Teks Sumber:
────────────────────────────────────────

Pemilik tanah, dalam hal ini Mat Solar, dapat mengajukan beberapa upaya hukum, antara lain:

Gugatan Perdata terhadap pihak yang dianggap telah mengambil tanahnya tanpa prosedur yang sah.

Mengajukan keluhan kepada Ombudsman jika ada dugaan maladministrasi dalam proses pengadaan tanah.

Mengajukan sengketa ke Pengadilan Tata Usaha Negara (PTUN) jika ada keputusan pemerintah yang merugikan haknya.

Pentingnya Kepastian Hukum

Sengketa ini menggambarkan pentingnya kepastian hukum dalam proses pengadaan tanah untuk pembangunan. Negara harus memastikan bahwa hak-hak warga negara terlindungi dan proses pembebasan tanah dilakukan dengan transparansi, keadilan, dan kompensasi yang sesuai. Tanpa adanya mekanisme yang tepat, pengambilalihan tanah dapat menimbulkan ketidakpuasan masyarakat dan merusak kepercayaan terhadap pemerintah.

────────────────────────────────────────

Soal Latihan A: Dapatkah Anda menyalin tanpa perubahan bagian teks sumber tentang sengketa tanah yang diawali kata-kata berisi "Pemilik tanah, dalam" dan diakhiri "prosedur yang sah."?
Soal Latihan B: Bagaimana isi teks sumber tentang sengketa tanah Mat Solar jika diringkas dalam dua kalimat?
Entri di bawah ini tidak diperlukan untuk mengerjakan apa pun.

────────────────────────────────────────

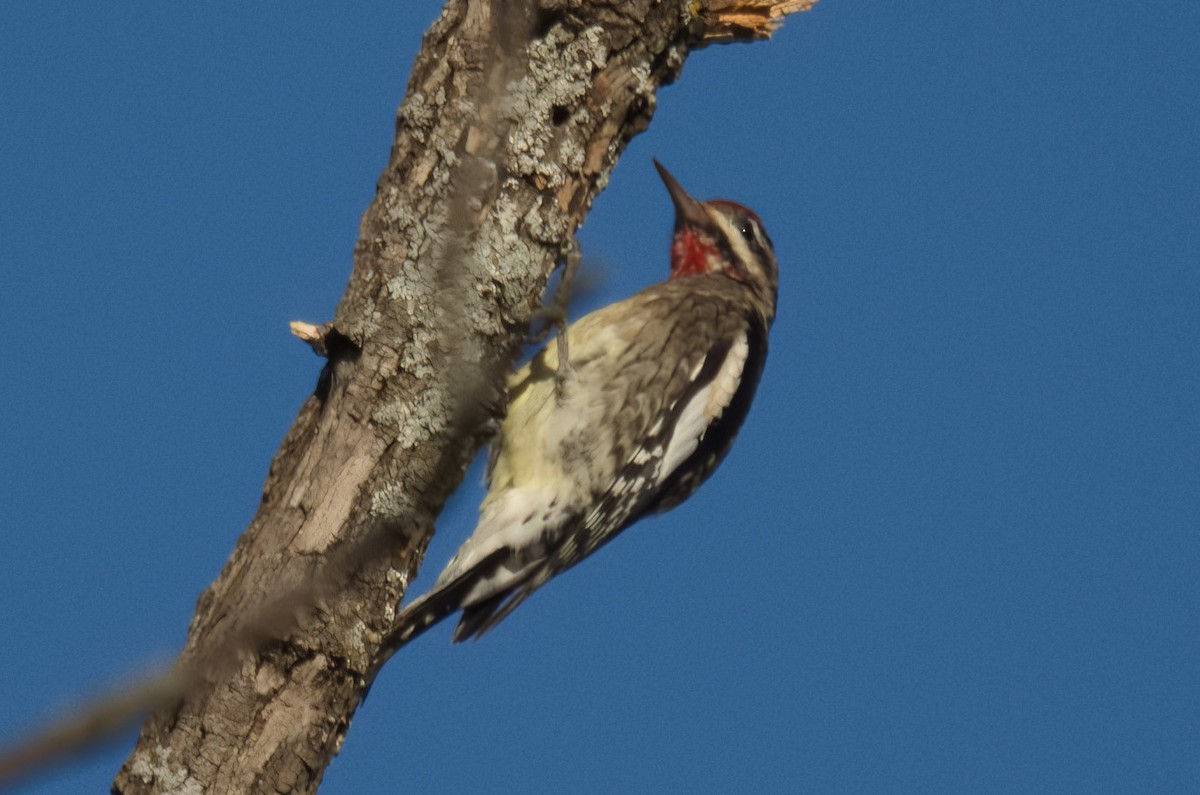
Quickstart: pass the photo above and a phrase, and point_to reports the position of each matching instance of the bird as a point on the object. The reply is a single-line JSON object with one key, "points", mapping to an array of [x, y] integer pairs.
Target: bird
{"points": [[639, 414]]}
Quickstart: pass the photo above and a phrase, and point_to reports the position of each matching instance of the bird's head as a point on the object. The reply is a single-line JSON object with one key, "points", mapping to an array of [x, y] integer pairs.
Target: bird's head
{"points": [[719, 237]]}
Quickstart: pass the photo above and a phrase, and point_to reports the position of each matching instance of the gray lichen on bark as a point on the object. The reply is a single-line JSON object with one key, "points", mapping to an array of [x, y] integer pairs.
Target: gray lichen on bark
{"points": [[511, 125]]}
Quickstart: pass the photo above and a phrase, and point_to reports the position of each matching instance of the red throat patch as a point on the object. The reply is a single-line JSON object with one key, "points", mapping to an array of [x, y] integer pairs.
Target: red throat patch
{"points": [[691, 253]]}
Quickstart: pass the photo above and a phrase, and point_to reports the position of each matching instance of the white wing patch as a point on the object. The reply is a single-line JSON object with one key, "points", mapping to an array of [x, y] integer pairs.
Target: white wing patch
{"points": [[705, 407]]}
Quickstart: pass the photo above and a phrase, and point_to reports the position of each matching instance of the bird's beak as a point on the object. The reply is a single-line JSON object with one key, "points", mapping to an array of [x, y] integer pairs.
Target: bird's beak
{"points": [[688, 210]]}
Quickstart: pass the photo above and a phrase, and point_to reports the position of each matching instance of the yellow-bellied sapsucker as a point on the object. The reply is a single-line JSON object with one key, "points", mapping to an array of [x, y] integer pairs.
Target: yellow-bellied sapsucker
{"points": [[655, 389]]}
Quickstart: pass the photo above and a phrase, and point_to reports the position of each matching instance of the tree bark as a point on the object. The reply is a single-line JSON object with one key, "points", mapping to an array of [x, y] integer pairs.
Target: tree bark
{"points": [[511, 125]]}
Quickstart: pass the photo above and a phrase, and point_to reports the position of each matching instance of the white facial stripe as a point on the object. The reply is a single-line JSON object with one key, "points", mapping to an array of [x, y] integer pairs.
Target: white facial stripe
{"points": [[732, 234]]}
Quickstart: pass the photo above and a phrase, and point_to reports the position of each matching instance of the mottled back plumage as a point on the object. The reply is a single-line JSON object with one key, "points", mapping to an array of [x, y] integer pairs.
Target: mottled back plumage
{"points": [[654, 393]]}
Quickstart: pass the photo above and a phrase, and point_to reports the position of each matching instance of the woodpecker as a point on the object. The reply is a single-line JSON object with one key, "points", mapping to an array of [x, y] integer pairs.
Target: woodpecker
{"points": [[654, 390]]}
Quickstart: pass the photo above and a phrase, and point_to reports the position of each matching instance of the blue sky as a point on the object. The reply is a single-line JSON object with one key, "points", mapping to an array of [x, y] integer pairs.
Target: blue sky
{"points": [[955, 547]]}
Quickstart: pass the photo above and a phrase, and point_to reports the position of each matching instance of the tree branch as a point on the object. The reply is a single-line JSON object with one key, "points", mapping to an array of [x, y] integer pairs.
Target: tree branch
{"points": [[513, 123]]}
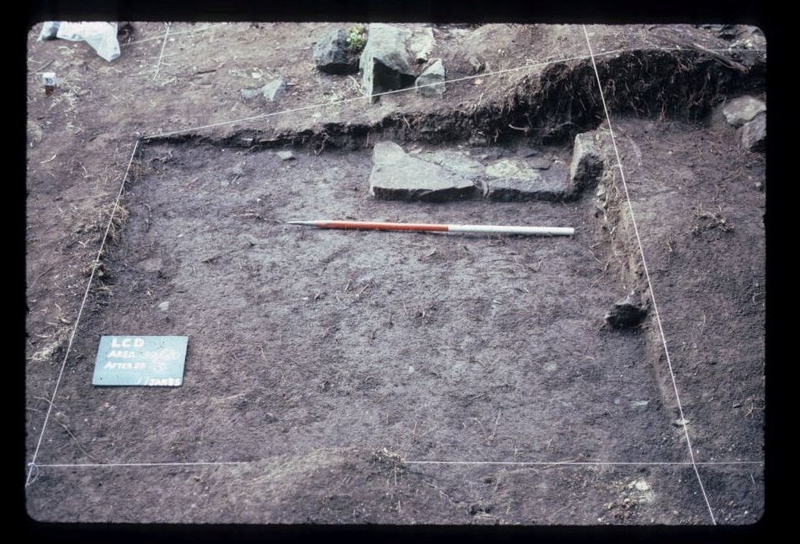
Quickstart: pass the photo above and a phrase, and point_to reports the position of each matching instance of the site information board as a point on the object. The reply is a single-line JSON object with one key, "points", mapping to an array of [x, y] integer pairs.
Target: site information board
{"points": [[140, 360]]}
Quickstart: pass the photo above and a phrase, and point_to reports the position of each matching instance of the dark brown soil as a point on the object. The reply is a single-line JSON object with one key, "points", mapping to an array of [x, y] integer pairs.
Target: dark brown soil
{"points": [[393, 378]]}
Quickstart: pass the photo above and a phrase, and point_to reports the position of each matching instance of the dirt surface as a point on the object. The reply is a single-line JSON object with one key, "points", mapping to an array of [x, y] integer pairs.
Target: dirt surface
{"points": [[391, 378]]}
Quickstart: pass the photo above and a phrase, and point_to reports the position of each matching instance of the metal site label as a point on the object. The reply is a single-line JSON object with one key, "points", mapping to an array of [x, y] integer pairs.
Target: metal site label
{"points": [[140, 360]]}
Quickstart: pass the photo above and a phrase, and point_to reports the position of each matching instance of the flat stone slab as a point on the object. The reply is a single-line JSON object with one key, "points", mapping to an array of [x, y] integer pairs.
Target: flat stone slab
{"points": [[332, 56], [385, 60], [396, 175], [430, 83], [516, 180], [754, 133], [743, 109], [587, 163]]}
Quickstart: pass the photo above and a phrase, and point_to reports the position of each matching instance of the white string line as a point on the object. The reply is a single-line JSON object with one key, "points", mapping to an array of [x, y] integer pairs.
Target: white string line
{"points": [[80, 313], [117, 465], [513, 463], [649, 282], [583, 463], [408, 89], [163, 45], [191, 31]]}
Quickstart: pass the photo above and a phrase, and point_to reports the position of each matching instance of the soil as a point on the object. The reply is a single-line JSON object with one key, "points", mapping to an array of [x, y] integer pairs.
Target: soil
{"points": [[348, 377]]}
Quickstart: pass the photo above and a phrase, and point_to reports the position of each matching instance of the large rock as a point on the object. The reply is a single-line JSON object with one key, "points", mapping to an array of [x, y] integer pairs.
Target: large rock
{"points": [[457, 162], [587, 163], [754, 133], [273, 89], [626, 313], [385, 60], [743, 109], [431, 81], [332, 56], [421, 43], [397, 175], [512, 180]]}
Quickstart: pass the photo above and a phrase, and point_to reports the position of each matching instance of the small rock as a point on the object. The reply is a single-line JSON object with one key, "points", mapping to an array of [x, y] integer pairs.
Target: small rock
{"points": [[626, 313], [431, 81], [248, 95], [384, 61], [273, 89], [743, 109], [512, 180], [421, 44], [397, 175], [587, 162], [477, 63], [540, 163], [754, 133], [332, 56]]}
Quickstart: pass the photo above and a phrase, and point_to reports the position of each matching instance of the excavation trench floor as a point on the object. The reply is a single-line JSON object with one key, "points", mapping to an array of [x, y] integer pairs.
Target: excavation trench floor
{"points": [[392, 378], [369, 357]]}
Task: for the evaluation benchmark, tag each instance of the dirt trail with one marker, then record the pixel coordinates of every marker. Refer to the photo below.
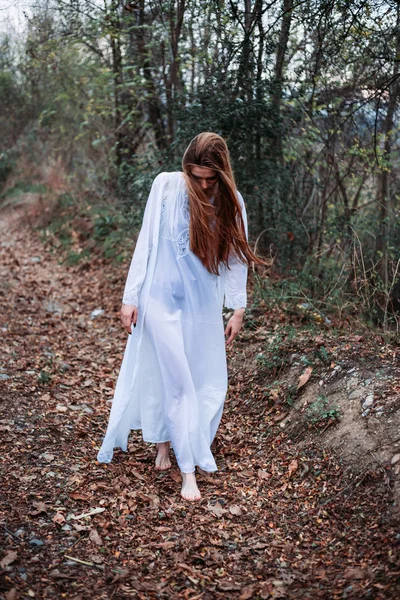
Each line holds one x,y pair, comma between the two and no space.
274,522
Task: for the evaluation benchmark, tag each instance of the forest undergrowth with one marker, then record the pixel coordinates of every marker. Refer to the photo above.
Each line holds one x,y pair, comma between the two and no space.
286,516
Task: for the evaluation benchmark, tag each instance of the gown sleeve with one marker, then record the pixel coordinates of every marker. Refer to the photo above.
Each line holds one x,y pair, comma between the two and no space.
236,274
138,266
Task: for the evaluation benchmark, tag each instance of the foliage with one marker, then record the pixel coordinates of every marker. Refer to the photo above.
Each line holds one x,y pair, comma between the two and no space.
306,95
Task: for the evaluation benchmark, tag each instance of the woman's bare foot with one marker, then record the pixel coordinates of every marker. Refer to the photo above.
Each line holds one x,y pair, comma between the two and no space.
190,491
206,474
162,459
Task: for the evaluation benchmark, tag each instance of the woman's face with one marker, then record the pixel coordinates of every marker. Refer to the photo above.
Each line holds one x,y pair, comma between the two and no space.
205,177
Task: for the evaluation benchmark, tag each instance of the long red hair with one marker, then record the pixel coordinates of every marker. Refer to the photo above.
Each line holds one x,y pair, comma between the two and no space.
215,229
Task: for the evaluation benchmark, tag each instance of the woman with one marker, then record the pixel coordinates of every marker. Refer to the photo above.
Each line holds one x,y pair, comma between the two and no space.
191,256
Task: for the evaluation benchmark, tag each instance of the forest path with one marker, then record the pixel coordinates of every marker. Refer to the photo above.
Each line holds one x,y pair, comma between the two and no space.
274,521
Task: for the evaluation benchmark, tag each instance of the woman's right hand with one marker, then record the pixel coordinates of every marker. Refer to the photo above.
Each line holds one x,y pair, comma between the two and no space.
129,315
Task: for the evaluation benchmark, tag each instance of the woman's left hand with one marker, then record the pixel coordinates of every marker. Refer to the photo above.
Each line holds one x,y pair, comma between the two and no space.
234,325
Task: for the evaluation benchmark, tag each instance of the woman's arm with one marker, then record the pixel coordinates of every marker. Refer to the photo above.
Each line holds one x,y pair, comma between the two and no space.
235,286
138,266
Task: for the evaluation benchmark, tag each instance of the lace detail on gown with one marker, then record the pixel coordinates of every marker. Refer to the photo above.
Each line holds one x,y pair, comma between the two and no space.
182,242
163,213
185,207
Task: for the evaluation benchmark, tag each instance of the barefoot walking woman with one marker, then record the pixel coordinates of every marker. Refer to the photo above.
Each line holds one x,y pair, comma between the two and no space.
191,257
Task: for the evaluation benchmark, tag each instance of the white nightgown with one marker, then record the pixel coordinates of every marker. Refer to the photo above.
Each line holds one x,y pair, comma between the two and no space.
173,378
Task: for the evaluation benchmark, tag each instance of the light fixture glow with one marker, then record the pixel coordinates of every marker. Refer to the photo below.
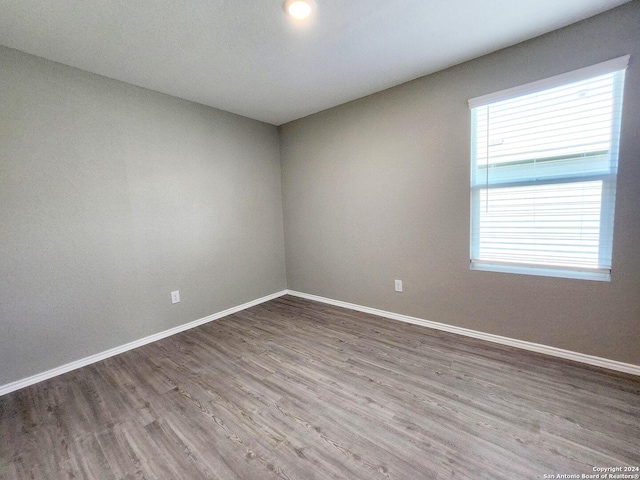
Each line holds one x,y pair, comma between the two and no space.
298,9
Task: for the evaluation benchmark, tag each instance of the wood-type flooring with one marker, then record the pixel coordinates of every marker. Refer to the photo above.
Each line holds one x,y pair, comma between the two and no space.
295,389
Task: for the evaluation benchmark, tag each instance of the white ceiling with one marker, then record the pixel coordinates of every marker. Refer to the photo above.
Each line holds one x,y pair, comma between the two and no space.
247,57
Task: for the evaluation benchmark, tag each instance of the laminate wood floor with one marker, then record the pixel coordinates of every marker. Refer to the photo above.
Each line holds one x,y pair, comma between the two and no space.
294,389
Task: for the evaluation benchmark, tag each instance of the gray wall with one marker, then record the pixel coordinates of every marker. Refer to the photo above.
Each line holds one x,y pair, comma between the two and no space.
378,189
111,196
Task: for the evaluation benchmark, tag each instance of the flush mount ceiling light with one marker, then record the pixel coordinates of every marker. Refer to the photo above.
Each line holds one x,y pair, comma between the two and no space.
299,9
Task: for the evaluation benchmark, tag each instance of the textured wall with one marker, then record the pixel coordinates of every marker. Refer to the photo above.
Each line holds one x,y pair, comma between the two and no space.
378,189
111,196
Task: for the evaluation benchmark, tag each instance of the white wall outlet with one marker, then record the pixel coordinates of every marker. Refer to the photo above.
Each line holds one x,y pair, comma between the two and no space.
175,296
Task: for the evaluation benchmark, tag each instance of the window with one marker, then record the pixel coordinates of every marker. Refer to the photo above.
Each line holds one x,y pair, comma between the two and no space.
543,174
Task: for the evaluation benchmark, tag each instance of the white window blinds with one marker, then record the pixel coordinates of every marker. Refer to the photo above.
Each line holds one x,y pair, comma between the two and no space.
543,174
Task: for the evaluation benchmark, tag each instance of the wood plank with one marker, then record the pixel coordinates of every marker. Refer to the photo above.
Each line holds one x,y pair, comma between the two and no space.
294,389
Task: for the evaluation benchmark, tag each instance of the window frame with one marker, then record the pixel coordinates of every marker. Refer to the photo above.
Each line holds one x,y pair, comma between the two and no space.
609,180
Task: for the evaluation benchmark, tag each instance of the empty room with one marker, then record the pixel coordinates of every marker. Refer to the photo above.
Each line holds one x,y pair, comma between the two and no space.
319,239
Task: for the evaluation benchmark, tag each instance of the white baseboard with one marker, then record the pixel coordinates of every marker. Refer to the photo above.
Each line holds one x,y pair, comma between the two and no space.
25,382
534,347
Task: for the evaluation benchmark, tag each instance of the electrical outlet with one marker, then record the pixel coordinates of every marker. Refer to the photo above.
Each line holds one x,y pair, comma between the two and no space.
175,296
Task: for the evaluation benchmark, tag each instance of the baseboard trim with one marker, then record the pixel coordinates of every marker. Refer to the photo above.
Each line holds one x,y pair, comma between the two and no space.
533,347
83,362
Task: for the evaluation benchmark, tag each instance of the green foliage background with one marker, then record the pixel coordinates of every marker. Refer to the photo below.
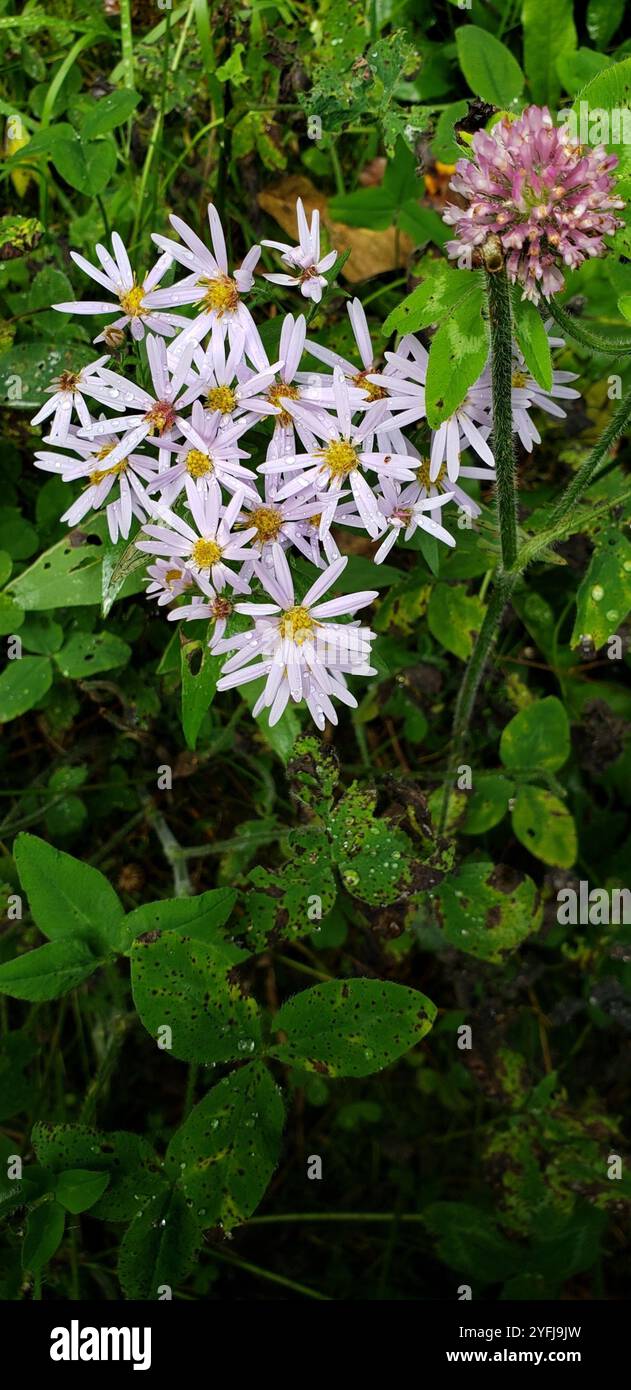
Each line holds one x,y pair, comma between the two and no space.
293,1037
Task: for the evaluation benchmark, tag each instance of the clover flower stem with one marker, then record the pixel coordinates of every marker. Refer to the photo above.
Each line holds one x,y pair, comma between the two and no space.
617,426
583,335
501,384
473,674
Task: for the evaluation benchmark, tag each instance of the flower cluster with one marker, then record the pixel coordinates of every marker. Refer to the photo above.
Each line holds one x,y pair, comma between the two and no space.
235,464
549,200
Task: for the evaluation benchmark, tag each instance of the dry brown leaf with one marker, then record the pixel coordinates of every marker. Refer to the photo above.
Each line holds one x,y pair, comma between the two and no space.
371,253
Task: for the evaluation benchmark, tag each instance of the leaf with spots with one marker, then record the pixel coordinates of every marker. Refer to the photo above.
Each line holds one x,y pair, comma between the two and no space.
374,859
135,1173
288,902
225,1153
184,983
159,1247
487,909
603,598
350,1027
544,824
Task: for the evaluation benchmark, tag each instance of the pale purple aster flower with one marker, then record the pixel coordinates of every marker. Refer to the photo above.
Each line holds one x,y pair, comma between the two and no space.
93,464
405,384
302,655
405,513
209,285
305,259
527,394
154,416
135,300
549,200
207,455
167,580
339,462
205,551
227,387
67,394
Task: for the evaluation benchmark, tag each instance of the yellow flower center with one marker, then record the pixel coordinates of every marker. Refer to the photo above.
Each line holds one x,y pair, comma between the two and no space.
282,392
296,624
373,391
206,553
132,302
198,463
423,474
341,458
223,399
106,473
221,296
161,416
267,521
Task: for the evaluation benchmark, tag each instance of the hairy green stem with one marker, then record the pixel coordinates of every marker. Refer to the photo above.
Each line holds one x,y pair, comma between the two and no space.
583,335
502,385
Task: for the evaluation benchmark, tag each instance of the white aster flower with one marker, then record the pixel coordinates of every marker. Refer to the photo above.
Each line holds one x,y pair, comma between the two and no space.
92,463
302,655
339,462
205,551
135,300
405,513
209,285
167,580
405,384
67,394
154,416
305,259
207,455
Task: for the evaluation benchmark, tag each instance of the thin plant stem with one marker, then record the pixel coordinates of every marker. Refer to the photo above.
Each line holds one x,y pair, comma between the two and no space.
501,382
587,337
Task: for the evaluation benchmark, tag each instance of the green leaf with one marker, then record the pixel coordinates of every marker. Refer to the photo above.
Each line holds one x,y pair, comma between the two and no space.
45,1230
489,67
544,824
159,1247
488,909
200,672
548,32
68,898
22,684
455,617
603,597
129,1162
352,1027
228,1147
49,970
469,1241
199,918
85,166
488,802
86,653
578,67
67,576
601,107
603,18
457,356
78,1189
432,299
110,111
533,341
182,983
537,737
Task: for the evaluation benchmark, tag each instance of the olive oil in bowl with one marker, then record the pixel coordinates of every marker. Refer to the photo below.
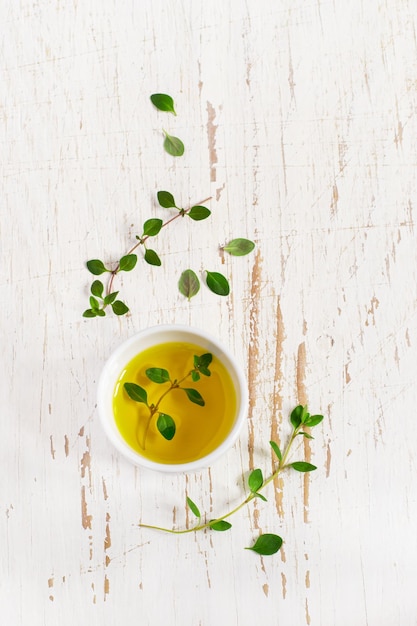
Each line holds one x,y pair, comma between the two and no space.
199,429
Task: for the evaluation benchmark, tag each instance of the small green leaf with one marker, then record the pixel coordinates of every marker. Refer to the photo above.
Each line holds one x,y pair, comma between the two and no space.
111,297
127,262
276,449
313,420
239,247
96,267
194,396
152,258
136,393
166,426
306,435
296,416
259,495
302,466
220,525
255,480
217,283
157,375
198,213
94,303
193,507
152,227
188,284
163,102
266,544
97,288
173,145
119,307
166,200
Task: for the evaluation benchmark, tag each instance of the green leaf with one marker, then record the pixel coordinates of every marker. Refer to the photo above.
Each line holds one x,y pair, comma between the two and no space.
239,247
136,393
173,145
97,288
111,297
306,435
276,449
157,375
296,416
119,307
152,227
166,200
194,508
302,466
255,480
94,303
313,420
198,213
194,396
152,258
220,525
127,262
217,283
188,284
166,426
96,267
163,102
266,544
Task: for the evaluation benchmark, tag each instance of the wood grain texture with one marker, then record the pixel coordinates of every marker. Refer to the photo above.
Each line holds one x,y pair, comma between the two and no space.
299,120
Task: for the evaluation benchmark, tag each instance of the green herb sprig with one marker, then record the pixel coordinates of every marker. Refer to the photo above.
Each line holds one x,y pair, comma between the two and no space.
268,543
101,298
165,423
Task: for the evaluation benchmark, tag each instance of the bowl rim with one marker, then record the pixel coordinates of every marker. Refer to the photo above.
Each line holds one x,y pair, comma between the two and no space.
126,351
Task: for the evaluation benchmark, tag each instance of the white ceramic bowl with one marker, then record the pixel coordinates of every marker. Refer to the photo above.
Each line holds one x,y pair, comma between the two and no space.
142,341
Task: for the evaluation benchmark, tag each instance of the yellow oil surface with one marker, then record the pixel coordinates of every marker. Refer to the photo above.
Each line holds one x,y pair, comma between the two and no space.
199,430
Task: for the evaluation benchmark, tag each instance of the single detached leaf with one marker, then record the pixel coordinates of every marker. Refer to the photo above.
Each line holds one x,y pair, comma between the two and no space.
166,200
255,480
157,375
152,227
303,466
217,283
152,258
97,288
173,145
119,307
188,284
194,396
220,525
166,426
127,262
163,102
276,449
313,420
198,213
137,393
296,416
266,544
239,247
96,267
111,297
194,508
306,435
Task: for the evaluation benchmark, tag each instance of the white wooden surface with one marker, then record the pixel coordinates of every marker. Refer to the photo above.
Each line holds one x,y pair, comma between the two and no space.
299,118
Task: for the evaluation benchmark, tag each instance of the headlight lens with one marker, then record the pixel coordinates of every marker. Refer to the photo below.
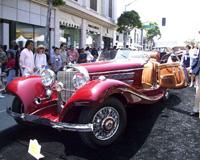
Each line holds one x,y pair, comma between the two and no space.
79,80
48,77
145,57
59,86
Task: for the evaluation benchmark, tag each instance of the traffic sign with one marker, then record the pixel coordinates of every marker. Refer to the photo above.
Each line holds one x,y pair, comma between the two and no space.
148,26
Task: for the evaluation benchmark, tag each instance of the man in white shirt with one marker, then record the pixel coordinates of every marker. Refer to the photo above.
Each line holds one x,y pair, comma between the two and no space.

────────────────────────────────────────

Jawaban A:
Pemilik tanah, dalam hal ini Mat Solar, dapat mengajukan beberapa upaya hukum, antara lain:

Gugatan Perdata terhadap pihak yang dianggap telah mengambil tanahnya tanpa prosedur yang sah.

Jawaban B: Mat Solar sebagai pemilik tanah dapat menempuh gugatan perdata, mengadukan dugaan maladministrasi kepada Ombudsman, atau membawa sengketa ke PTUN bila ada keputusan pemerintah yang merugikan haknya. Sengketa ini menunjukkan pentingnya kepastian hukum dalam pengadaan tanah untuk pembangunan, karena tanpa mekanisme yang tepat pengambilalihan tanah dapat menimbulkan ketidakpuasan masyarakat dan merusak kepercayaan terhadap pemerintah.